- [Data supplied]
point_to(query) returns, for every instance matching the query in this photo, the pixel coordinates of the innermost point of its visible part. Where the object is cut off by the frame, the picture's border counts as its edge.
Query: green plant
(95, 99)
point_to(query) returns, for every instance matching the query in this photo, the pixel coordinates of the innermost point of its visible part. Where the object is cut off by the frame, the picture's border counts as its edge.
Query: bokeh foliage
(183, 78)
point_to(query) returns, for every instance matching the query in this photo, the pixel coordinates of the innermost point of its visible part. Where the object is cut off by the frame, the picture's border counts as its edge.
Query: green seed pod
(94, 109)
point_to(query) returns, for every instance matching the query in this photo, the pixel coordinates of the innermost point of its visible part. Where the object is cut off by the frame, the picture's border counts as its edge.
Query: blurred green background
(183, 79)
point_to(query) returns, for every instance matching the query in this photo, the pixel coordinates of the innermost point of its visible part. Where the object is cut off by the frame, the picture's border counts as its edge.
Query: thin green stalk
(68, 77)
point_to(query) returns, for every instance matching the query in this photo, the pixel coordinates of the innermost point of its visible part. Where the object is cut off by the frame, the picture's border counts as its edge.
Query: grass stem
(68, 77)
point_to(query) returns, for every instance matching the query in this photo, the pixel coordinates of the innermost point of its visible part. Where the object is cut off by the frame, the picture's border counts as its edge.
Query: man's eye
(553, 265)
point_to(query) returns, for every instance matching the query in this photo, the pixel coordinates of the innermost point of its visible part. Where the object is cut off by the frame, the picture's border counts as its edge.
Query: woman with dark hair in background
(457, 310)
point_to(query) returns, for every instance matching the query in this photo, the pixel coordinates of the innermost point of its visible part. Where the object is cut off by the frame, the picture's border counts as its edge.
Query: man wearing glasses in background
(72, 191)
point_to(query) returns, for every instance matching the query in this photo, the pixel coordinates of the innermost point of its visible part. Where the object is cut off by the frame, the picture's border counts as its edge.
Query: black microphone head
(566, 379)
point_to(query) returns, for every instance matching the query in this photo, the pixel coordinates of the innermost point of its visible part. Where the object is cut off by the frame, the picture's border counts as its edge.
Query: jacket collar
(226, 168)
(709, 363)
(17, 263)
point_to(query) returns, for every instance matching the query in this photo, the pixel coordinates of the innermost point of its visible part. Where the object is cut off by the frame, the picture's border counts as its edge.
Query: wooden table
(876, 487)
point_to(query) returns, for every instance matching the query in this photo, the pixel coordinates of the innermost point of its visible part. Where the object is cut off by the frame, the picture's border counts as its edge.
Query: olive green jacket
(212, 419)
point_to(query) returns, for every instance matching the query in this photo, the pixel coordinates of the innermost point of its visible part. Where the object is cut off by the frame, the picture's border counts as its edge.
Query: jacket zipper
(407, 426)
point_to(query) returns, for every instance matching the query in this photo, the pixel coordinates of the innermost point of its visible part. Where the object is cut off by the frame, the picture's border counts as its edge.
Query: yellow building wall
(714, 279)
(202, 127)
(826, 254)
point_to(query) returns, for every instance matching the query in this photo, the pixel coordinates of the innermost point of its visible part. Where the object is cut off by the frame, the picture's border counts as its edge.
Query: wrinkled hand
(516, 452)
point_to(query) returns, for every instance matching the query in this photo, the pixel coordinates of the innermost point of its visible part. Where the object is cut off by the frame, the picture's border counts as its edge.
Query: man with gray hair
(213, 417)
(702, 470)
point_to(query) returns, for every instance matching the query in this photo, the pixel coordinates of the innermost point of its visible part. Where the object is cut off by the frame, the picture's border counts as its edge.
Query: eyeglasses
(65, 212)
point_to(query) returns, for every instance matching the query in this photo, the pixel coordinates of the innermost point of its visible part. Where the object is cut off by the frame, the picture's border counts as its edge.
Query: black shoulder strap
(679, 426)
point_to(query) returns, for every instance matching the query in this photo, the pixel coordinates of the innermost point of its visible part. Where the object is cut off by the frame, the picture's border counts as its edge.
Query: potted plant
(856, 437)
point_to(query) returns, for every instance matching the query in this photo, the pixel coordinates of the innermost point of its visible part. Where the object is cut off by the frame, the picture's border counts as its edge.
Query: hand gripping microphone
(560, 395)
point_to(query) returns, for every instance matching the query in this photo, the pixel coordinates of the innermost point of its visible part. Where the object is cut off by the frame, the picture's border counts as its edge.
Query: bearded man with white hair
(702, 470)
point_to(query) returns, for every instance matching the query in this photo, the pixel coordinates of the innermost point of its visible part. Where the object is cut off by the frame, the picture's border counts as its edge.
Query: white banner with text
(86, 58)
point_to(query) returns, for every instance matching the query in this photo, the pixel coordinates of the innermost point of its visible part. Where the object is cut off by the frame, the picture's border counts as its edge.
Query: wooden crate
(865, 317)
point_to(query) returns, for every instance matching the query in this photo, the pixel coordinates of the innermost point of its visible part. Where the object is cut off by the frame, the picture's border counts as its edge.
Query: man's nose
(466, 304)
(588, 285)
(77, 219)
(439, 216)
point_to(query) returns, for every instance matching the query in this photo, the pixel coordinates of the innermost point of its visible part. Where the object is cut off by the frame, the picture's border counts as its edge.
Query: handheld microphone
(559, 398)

- [What the task requires]
Every line of the listing, first to last, should be retyped exactly.

- [Output of the exercise]
point_to(query) returns, for every instance matching the query in this photo, the pixel coordinates of the innermost point of its visible part. Where the object is cut off by the frame, the picture's border counts as its edge.
Query: green plant
(95, 99)
point_to(query) returns, for every instance matching the query in this photo, the pixel coordinates of the innermost point of its visible part. Where the object is cut off by the frame, the picture's border counts as its edge.
Query: bokeh foliage
(183, 78)
point_to(query) returns, for every instance matching the query in this photo, the pixel coordinates of the innermost point of its visible part. Where the object is cut off by the frame, the picture's border counts as its edge.
Query: green seed pod
(94, 109)
point_to(query) returns, for every instance matching the query in this photo, the pixel coordinates of the innermost point of its visible part. Where the object is cut off by the frame, the picture's border counts as its edge.
Query: blurred green background
(183, 79)
point_to(query) returns, for every instance matching the query in this photo, the pixel coordinates of the innermost point of its visible part. Where the object is cut off by the frame, the picture's border counts as its edge.
Query: thin green stalk
(68, 77)
point_to(query) returns, for every instance matching the query in this photo, the pixel coordinates of the innermost point of its visible part. Where the object is cut off by the frame, the picture's border counts as its edge.
Query: grass stem
(68, 77)
point_to(query) returns, for every instance matching the query in this photo, the pixel coordinates of the innermost point of its visible part. Where the object is cut off by the frame, the picture's border counts as its edge.
Query: man's eye
(553, 265)
point_to(query) returns, for every instance matching the query in this photo, the pixel coordinates of the innermost point of its visible part. Where the object is cut off by the frame, the picture's border counts as its edge.
Query: woman with dark hair in background
(457, 310)
point_to(query) returns, for every instance matching the query in this photo, the pixel coordinates of the innermost point of its visible part. Where the object is cut off by the frame, the picture's border counts as its edge.
Query: man wearing glasses in background
(72, 191)
point_to(query) returns, for every instance matching the query in this photo, the pixel coordinates of the innermost point of its visible part. Where the object is cut off by the frame, the picture's border counts as its edge.
Query: black microphone head
(566, 379)
point_to(query) returns, for every instance matching the query in this photo, the pixel coordinates of the innermost point of its visible part. Where the object is cut off by the frame, the picture's border counts as its edge.
Query: jacket collar
(226, 168)
(709, 363)
(17, 263)
point_to(query) returns, for every instance matching the query in this photo, the pixel coordinates of the innermost point of its visible part. Where the object is cut off by the frame, the picture's border counts as its edge.
Query: wooden table
(876, 487)
point_to(query) returns, for every instance matching the query in this photo, the pixel coordinates of the innermost point of its visible part. Where the object is cut off by the frame, the picture's border counts as its edge.
Query: olive green jacket
(212, 419)
point_to(query) returns, for every instance matching the query in this photo, the pixel coordinates of the innermost point of its visible part. Where the object is cut off by the frame, the picture's border counts as its edge.
Query: jacket zipper
(407, 426)
point_to(query) returns, for every instance matching the query in this photo, the pixel coordinates of the innermost point of its visible part. Where the object is cut off by the frame, the picture's border counts as its edge.
Query: yellow building wall
(714, 279)
(202, 127)
(826, 254)
point_to(query) returns, for every instance matching the query in this photo, the pixel coordinates of the innermost point of its visible part. Where the object is cut off by the frame, the picture's border counts as its edge.
Query: wrinkled hand
(516, 452)
point_to(query) returns, for every instance matching the query in this photo, the pixel coordinates of the innermost point of its visible part. Where the object is cut off by the frame, the picture's border counts as its edge.
Query: man with gray hair
(213, 417)
(702, 470)
point_to(query) returns, for every instance matching the query in this photo, the pixel coordinates of the innermost point of its visible part. Where the object is cut off by the frame, the picture's border counts as its edge.
Query: eyeglasses
(65, 212)
point_to(query) returns, for every instance matching the query in this photo, the pixel coordinates of the innermost point of its visible part. Where the object is cut off by the frame, the picture's border counts as its edge.
Query: black shoulder strap
(679, 426)
point_to(query) returns, for every instance matching the query in this photo, the pixel coordinates of the innermost point of its visible part. Where the object is cut off by the frame, the picture's border counts as its edge.
Query: potted plant
(856, 437)
point_to(query) returns, for every instance matching the query in this photo, the pixel coordinates of the innermost point of its visible part. Where the object is cut off by the frame, the picture's border counts as its edge.
Query: hand gripping microphone
(560, 395)
point_to(query) returns, for every instance matching the query in this photo, the pixel coordinates of the innermost point of its visible part. Where the object is cut off by the frame, the picture's border counts as its edge.
Query: bearded man with white hair
(702, 470)
point_to(query) returns, for every instance matching the query in this photo, the pixel coordinates of the innermost point of its visible part. Where the object is cut off by the frame, the picture's border counts as its edge.
Query: white banner with text
(86, 58)
point_to(query) returns, for every instance matching the query in this photo, the pixel coordinates of the innermost point of its visible part. Where the object is cut off by the frame, the picture's border counts as its edge.
Query: wooden crate
(865, 317)
point_to(query) returns, for every instance matching the query in this photo, the pixel coordinates of the innermost point of its visible part. Where the object is cut off by the frame, the picture's border counts as its edge.
Query: man's nose
(466, 304)
(588, 285)
(77, 219)
(439, 216)
point_to(query) returns, for every instance matching the query in this photo, the pixel coordinates of the innermost point of its visible part. Where the object is cut off by the frame, the picture's border counts as its edge.
Query: handheld microphone
(559, 398)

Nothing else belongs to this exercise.